(Data items)
[Start of section]

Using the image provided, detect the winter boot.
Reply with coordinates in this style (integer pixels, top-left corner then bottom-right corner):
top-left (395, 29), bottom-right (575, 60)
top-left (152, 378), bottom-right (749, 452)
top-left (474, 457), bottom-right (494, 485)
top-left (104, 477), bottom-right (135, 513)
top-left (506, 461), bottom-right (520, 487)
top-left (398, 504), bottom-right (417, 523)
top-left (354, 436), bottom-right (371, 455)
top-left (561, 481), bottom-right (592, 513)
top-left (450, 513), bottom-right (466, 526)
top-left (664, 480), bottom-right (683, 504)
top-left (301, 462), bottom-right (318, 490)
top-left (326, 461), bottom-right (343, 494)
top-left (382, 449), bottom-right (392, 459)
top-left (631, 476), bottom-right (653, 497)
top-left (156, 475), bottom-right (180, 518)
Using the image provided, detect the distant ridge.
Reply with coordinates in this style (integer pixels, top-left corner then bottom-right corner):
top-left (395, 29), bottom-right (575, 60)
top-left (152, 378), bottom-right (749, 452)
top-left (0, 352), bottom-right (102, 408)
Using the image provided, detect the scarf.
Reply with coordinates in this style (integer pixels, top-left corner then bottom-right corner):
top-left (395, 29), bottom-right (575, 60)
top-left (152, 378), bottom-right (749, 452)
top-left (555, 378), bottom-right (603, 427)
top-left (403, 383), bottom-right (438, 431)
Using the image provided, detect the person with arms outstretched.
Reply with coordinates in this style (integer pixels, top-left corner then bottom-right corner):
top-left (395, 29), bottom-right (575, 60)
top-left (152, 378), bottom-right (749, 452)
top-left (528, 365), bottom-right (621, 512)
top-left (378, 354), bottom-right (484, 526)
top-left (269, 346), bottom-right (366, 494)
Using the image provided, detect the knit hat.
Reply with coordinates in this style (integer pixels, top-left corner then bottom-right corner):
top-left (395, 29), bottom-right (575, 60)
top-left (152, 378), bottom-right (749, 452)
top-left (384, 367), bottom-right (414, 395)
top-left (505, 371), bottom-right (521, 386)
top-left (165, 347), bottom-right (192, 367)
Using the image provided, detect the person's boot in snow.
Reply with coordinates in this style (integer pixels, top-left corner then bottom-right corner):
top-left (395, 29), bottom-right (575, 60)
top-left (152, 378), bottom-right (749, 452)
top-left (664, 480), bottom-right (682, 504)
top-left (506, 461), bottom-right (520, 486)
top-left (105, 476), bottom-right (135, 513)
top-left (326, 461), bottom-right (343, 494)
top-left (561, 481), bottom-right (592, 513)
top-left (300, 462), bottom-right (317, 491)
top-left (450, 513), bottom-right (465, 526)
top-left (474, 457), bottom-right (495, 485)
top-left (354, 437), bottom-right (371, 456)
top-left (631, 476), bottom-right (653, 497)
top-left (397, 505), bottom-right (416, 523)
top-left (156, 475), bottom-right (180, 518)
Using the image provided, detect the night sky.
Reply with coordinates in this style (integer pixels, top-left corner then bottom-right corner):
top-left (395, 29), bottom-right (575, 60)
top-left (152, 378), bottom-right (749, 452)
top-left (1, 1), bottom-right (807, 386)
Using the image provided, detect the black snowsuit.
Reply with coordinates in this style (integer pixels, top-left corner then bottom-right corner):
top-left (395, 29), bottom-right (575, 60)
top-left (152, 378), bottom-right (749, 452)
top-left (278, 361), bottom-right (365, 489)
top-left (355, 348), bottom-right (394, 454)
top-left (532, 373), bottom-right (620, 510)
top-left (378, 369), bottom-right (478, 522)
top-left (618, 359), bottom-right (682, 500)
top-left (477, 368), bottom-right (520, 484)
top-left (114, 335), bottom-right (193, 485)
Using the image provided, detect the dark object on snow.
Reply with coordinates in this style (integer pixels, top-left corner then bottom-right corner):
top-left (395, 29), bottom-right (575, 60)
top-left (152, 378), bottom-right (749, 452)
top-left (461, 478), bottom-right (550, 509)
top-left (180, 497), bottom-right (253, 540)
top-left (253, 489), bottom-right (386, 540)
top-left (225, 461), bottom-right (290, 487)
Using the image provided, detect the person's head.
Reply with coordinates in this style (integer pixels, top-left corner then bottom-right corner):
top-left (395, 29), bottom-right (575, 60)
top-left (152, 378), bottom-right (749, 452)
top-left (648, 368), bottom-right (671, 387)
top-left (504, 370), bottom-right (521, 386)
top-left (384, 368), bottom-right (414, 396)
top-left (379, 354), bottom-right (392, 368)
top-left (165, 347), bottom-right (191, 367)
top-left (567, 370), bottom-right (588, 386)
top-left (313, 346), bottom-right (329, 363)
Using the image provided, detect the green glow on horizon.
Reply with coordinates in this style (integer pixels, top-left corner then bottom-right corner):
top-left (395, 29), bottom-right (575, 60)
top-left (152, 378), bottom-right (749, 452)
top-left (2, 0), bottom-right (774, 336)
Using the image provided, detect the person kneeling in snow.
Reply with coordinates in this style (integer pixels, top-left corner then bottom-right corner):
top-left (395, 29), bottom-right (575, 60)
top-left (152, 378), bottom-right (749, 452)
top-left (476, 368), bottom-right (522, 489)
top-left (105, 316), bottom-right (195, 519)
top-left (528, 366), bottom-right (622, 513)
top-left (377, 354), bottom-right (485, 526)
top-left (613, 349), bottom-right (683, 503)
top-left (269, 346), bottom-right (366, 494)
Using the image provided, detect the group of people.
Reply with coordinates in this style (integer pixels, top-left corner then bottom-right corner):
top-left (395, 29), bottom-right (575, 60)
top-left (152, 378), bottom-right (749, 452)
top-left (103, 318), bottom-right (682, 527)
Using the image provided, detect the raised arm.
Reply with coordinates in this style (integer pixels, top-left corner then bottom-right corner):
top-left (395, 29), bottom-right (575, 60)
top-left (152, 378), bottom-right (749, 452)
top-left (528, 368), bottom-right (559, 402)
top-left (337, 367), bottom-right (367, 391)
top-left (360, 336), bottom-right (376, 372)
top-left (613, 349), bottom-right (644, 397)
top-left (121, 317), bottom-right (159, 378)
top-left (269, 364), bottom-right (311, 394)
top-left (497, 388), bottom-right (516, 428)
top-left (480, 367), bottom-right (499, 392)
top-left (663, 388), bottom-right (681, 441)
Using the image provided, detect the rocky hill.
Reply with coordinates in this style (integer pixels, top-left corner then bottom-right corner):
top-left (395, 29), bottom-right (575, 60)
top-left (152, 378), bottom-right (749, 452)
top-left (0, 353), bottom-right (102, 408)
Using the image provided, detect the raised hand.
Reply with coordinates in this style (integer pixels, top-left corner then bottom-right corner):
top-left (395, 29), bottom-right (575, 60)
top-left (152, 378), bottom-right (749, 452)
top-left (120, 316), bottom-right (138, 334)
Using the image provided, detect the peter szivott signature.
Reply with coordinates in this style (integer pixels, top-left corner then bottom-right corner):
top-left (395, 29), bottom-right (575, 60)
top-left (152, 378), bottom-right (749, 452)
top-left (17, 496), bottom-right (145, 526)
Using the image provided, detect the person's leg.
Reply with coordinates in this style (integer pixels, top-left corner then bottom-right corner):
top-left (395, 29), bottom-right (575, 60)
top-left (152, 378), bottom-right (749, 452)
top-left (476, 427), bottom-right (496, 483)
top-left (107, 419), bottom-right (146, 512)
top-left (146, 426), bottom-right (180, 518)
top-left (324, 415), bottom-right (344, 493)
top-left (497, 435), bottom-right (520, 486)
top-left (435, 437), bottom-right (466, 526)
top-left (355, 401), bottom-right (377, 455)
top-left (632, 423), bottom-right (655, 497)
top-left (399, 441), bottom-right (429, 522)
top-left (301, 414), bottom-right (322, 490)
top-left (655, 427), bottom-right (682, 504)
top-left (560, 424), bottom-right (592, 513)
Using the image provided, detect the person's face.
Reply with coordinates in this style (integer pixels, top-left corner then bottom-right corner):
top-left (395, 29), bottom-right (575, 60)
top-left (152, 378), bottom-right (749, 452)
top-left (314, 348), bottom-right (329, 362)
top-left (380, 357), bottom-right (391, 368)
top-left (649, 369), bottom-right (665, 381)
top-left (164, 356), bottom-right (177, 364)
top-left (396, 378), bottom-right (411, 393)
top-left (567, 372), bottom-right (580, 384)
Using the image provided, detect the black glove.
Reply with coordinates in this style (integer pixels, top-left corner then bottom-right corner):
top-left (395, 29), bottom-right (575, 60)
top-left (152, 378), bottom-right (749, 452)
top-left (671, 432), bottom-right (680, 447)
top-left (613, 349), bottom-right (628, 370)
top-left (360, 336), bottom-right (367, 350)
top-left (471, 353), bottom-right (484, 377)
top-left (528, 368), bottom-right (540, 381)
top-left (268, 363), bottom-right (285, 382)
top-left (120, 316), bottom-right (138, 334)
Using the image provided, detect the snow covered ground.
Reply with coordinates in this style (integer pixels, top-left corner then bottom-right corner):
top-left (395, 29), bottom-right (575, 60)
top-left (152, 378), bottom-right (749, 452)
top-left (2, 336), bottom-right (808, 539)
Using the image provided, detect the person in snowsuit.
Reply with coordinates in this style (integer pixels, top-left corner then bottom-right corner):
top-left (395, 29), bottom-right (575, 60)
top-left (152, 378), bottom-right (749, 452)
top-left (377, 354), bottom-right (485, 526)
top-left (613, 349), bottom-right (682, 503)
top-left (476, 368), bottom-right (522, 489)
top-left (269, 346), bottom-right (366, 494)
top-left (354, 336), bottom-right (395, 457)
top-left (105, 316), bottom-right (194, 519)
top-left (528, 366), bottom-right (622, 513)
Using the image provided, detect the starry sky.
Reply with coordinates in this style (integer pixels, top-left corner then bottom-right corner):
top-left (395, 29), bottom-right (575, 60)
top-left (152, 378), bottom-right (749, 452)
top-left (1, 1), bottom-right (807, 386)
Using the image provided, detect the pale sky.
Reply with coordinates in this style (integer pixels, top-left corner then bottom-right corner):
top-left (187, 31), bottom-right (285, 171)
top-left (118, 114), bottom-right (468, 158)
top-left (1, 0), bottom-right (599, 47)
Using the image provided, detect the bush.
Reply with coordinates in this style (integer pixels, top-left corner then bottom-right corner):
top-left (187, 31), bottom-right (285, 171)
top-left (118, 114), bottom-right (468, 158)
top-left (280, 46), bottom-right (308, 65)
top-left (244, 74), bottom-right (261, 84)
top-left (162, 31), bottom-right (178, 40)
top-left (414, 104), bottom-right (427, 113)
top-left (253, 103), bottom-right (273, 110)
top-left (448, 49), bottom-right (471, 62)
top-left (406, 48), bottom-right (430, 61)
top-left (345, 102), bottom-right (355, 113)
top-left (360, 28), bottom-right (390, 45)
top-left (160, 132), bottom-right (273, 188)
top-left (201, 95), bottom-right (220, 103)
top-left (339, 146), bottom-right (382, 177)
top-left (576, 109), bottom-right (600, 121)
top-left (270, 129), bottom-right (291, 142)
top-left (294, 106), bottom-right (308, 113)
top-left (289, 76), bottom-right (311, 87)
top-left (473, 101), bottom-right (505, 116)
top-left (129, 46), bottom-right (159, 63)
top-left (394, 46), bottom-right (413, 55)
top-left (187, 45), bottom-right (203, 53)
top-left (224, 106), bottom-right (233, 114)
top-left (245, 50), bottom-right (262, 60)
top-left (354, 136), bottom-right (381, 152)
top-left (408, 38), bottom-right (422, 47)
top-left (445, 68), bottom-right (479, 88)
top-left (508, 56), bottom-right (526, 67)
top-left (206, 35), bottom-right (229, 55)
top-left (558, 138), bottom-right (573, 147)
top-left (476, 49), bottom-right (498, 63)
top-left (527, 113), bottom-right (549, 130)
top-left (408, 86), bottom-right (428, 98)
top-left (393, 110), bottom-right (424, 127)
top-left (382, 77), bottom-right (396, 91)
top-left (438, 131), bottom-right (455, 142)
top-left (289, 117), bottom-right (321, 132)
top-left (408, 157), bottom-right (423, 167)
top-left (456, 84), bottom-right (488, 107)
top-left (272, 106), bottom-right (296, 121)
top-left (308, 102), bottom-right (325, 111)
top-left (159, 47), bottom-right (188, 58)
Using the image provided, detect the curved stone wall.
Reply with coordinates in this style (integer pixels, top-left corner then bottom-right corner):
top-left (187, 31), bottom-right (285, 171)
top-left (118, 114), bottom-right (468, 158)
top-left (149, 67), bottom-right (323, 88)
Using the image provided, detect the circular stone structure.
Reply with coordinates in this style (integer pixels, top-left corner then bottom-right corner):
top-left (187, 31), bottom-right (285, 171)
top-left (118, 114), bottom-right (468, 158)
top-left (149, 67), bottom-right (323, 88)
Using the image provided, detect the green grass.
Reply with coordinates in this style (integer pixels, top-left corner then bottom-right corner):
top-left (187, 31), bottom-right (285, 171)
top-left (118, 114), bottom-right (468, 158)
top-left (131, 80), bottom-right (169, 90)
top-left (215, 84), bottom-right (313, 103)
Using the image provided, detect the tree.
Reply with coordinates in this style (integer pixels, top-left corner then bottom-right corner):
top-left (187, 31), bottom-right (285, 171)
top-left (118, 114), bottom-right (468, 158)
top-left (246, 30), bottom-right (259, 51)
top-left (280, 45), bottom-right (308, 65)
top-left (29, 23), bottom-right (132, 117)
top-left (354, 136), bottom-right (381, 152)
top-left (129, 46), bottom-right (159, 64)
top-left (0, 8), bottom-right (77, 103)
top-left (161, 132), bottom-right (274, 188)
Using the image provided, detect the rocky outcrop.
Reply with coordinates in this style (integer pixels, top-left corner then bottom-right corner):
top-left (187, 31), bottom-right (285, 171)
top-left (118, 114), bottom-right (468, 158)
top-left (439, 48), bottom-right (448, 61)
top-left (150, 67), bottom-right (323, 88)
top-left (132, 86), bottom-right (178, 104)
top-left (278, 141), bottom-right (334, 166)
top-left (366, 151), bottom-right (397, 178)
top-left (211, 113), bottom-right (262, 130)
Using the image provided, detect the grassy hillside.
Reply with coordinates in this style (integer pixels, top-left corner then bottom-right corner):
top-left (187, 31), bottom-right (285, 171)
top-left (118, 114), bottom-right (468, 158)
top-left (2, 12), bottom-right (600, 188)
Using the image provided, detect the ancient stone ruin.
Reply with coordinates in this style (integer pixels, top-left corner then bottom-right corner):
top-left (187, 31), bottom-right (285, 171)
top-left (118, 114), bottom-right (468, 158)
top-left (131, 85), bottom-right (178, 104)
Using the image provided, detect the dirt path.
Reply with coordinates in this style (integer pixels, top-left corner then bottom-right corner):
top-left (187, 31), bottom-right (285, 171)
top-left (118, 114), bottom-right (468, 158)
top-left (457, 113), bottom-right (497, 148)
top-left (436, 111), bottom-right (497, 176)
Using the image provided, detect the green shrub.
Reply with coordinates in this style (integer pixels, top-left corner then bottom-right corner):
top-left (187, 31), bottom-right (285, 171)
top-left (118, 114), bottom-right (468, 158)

[End of section]

» **Task to complete**
Report every line of the entries that carries the word "raised".

» **Task solution**
Using the image provided, detect the raised arm.
Using the image provided, detect the raised hand.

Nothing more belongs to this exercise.